* Text segment *
Id. at 349, 447 F.2d at 319. The en banc Seventh
Circuit rejected this approach in favor of the "traditional," or
"elements" test. Under this test, one offense is not "necessarily
included" in another unless the elements of the lesser offense are
a subset of the elements of the charged offense. Where the lesser
offense requires an element not required for the greater offense,
no instruction is to be given under Rule 31(c).
We now adopt the elements approach to Rule 31(c). As the Court
of Appeals noted, this approach is grounded in the language and
history of the Rule, and provides for greater certainty in its
application. It, moreover, is consistent with past decisions of
this Court which, though not specifically endorsing a particular
test, employed the elements approach in cases involving lesser
included offense instructions. [
Footnote 8]
First, the wording of Rule 31(c), although not conclusive,
supports the application of the elements approach. The Rule speaks
in terms of an offense that is "necessarily included in the offense
charged." This language suggests that the comparison to be drawn is
between
offenses. Since offenses are statutorily defined,
that comparison is appropriately conducted by reference to the
statutory elements of the offenses in question, and not, as the
inherent relationship approach
Page 489 U. S. 717
would mandate, by reference to conduct proved at trial
regardless of the statutory definitions. Furthermore, the language
of Rule 31(c) speaks of the necessary
inclusion of the
lesser offense in the greater. While the elements test is true to
this requirement, the inherent relationship approach dispenses with
the required relationship of necessary inclusion: the inherent
relationship approach permits a lesser included offense instruction
even if the proof of one offense does not invariably require proof
of the other, as long as the two offenses serve the same
legislative goals.
In addition, the inherent relationship approach, in practice,
would require that Rule 31(c) be applied in a manner inconsistent
with its language. The Rule provides that a defendant "may be found
guilty" of a lesser included offense, without distinguishing
between a request for jury instructions made by the Government and
one made by the defendant. In other words, the language of the Rule
suggests that a lesser included offense instruction is available in
equal measure to the defense and to the prosecution. [
Footnote 9] Yet, under the inherent
relationship approach, such mutuality is impossible.

* Given task 1 *
In the court opinion, which approach to Rule 31(c) does the Court adopt?
The court opinion and the entries that come after it are unrelated material.

* Records for the exercise *
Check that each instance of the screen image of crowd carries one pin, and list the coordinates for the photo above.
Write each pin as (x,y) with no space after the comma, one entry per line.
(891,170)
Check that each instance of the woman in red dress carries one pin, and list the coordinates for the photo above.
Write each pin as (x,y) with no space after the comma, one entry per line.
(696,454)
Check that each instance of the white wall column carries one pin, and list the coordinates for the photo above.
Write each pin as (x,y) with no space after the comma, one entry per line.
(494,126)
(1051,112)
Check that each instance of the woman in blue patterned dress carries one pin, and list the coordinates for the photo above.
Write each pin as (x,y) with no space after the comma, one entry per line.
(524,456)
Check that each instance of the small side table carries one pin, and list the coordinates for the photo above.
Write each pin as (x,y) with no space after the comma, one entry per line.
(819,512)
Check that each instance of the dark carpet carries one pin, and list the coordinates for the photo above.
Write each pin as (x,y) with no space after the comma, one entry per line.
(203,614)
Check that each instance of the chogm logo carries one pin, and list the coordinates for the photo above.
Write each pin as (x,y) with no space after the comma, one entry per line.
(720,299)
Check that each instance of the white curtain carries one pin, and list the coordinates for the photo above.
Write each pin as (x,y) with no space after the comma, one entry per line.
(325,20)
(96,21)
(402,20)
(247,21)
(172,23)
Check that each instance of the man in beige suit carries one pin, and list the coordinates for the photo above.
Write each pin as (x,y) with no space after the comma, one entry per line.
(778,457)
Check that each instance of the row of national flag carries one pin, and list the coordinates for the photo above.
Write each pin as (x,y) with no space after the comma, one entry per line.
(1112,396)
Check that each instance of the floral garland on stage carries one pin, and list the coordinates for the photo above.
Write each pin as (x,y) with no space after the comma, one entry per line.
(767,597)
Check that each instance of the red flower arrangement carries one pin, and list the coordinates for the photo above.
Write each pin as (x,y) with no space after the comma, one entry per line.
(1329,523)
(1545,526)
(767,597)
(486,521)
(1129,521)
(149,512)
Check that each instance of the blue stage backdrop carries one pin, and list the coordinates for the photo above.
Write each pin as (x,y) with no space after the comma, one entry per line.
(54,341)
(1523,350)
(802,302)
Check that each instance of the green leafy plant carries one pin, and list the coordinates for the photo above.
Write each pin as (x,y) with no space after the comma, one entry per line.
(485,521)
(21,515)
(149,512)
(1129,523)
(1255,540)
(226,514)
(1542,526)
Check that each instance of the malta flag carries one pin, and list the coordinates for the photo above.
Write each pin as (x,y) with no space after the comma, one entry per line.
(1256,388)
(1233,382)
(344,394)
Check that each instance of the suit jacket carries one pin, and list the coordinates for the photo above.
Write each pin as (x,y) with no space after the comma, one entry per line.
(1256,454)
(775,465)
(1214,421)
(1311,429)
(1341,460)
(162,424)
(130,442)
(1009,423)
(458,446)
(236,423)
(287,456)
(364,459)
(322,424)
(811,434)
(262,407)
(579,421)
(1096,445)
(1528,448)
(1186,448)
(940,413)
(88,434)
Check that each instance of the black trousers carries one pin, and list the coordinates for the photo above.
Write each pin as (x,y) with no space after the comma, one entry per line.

* * *

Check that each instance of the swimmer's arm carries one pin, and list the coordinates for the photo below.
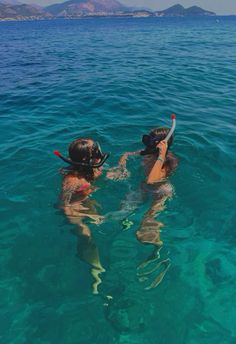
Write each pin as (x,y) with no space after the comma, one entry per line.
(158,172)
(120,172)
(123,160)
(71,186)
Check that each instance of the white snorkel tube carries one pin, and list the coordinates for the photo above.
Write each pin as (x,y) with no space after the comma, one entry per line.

* Given task 2 *
How many lines of the entries contain the string "stage", with case counting? Give only the number.

* Task response 1 *
The elements approach.

* Task response 2 *
2